Publicado em 17 de Março de 2016 às 08:30 | Atualizado em 17 de Março de 2016 às 08:30

Uma mulher transexual, cega e com Aids obteve o direito a aguardar em liberdade o julgamento de seu recurso em processo no qual é acusada de tráfico de drogas, após atuação da Defensoria Pública de SP.
 
Joana (nome fictício) estava presa desde 14/3/2015 na Penitenciária de Itirapina I (a 212 km da Capital), após ser flagrada em suposta tentativa de entregar maconha durante visita ao namorado, preso em Potim, a 195 km de São Paulo.
 
No dia seguinte, o Juiz que analisou o caso converteu a prisão em preventiva, considerando “imprescindível” sua manutenção, já que tráfico de drogas é crime equiparado a hediondo, que “intranquiliza a sociedade e coloca em risco a ordem pública”.

Trechos da listagem:
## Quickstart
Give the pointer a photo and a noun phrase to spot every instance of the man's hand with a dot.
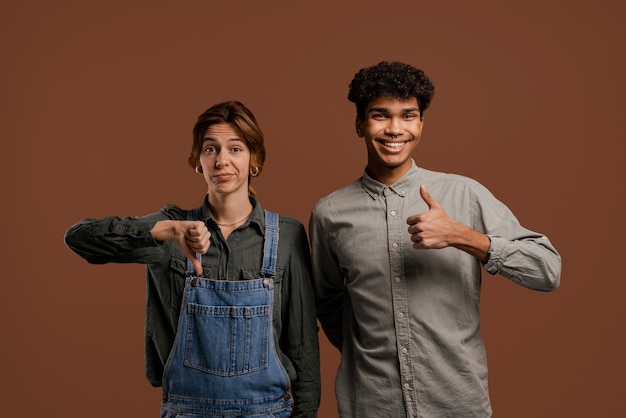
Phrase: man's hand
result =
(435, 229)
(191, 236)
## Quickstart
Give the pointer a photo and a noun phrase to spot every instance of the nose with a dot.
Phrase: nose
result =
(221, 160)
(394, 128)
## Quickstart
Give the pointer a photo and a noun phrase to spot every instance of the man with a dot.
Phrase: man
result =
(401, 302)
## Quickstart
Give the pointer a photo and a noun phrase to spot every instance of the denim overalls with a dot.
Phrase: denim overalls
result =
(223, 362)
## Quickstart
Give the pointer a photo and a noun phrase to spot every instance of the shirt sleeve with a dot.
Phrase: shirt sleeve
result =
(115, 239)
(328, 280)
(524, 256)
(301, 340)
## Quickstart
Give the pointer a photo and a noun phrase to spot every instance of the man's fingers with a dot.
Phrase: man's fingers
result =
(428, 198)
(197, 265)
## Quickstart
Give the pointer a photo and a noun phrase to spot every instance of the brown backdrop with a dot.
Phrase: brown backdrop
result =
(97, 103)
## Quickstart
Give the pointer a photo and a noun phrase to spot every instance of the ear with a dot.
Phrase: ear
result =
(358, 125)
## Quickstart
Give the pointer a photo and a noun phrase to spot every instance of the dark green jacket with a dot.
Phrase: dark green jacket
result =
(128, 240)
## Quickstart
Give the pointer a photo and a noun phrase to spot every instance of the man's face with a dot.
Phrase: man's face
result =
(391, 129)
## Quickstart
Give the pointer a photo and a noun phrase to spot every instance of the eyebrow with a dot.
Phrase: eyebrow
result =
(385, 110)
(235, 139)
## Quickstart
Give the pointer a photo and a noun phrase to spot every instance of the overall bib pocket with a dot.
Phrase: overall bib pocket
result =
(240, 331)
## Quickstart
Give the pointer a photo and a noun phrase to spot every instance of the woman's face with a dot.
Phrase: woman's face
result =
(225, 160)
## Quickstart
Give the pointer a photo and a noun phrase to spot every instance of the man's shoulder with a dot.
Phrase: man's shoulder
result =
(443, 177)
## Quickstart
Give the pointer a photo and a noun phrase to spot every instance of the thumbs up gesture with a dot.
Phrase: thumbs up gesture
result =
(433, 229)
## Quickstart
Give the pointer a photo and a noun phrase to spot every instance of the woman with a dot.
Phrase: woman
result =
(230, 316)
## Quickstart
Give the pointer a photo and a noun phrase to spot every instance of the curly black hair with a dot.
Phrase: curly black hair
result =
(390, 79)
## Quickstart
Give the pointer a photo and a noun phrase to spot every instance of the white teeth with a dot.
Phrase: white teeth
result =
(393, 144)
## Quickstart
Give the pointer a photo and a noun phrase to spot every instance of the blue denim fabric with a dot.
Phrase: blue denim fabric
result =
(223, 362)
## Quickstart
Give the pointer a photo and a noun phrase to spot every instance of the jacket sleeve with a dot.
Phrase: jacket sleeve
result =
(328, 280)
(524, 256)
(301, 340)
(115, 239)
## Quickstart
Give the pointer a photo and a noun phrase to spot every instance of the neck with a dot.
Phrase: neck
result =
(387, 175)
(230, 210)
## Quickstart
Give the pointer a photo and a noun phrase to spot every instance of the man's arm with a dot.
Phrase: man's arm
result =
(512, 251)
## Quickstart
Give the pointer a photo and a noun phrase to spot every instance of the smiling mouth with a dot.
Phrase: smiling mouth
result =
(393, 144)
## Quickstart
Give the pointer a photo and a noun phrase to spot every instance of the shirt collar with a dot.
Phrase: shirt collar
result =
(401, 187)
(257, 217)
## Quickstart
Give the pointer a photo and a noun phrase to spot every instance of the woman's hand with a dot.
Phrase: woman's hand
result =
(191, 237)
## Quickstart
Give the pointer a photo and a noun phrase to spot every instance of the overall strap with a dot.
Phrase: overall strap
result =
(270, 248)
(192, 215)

Instruções da tarefa: Copie do trecho do documento, sem nenhuma alteração, a parte que vai de "Joana (nome fictício)" até "de São Paulo.".

Resultado da tarefa:
Joana (nome fictício) estava presa desde 14/3/2015 na Penitenciária de Itirapina I (a 212 km da Capital), após ser flagrada em suposta tentativa de entregar maconha durante visita ao namorado, preso em Potim, a 195 km de São Paulo.